**Stated task 1**
Put each line of the black sneaker detection entry into a JSON list of strings, one string per line, with blank lines dropped. Leave the picture out.

---------------

Board Pack vs Financial Reporting Package: A UK SaaS Guide
Board pack vs financial reporting package: what each contains, who produces it, when you need each. UK SaaS guide with sample table of contents for both.
The two things UK SaaS founders confuse
Most UK SaaS founders use board pack and financial reporting package as if they meant the same thing. They don't. They serve different purposes, they are produced by different people, and an investor or board director who receives one when they were expecting the other will lose confidence in the management team.
A financial reporting package is the financial truth of the business. A board pack is the decision document the board uses to act on that truth. Both are needed; they reconcile to each other; neither replaces the other.
This guide walks through what each contains, who produces each, when you need them, and how to make sure they actually work together rather than fighting each other. If you are between Seed and Series A and have just been asked for "monthly reporting" by your investors, this is the question you need to resolve first.

---------------

**Stated task 2**
Write the next part of the guide on board packs and financial reporting packages, starting right after its final sentence.

**Records for the exercise**

---------------

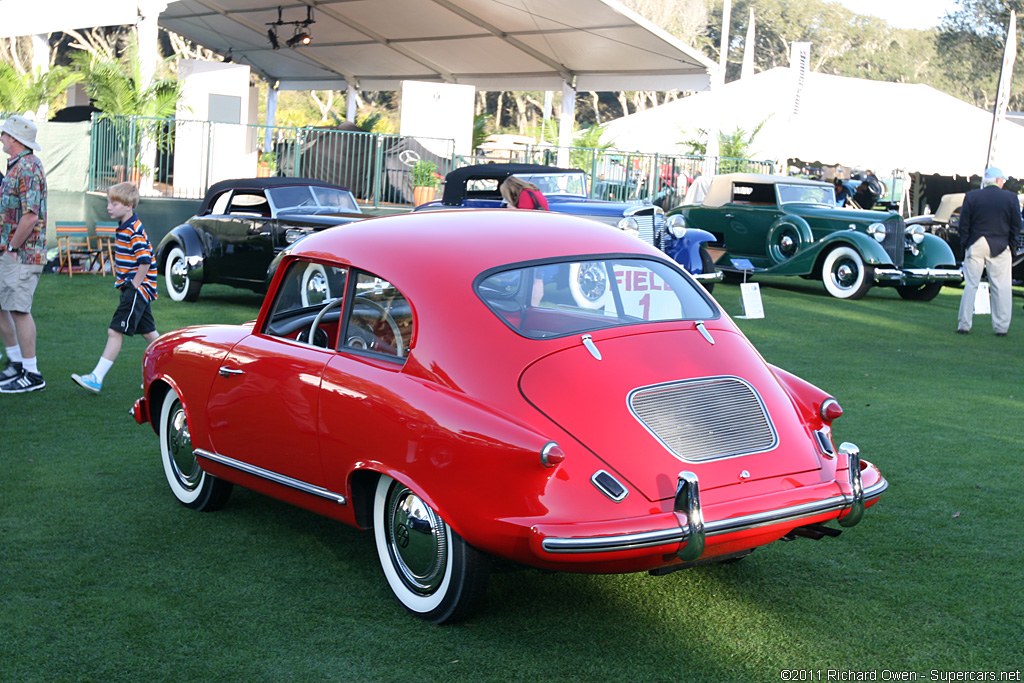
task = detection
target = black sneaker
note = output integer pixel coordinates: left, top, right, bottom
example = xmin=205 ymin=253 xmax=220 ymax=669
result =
xmin=0 ymin=370 xmax=46 ymax=393
xmin=0 ymin=358 xmax=22 ymax=384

---------------

**Task result 1**
[
  "task = detection",
  "target = black sneaker",
  "note = output integer pixel coordinates: left, top, right, bottom",
  "example = xmin=205 ymin=253 xmax=220 ymax=669",
  "result =",
  "xmin=0 ymin=370 xmax=46 ymax=393",
  "xmin=0 ymin=358 xmax=22 ymax=384"
]

**Task result 2**
What is a financial reporting package?
A financial reporting package is the monthly bundle of statutory-quality financial statements that show, in accounting language, exactly what happened in the business during the reporting period. For a UK SaaS company, prepared to FRS 102 or IFRS 15 where applicable, it typically includes:
- Profit and loss statement with the previous month, current month, year-to-date and prior-year comparatives, broken down by department (Sales, Marketing, Engineering, Customer Success, G&A) rather than just a flat line.
- Balance sheet showing assets, liabilities, deferred revenue, accruals, prepayments, and equity reconciled to the cap table.
- Cash flow statement, either direct or indirect, that ties cash movements to the operational story.
- Trial balance and supporting schedules backing every material number.
- Reconciliations: bank to ledger, MRR to recognised revenue, payroll to P&L, deferred revenue movements.
- Variance analysis vs prior month and budget at the line-item level.
- Notes explaining accounting policies, revenue recognition treatment, and any one-off items.
The financial reporting package is what the accountant produces. It is meant to be complete, accurate, internally consistent, and reproducible by any second-pair-of-eyes (auditor, investor due diligence, HMRC). It is not designed to be read in ten minutes. It is designed to be defensible.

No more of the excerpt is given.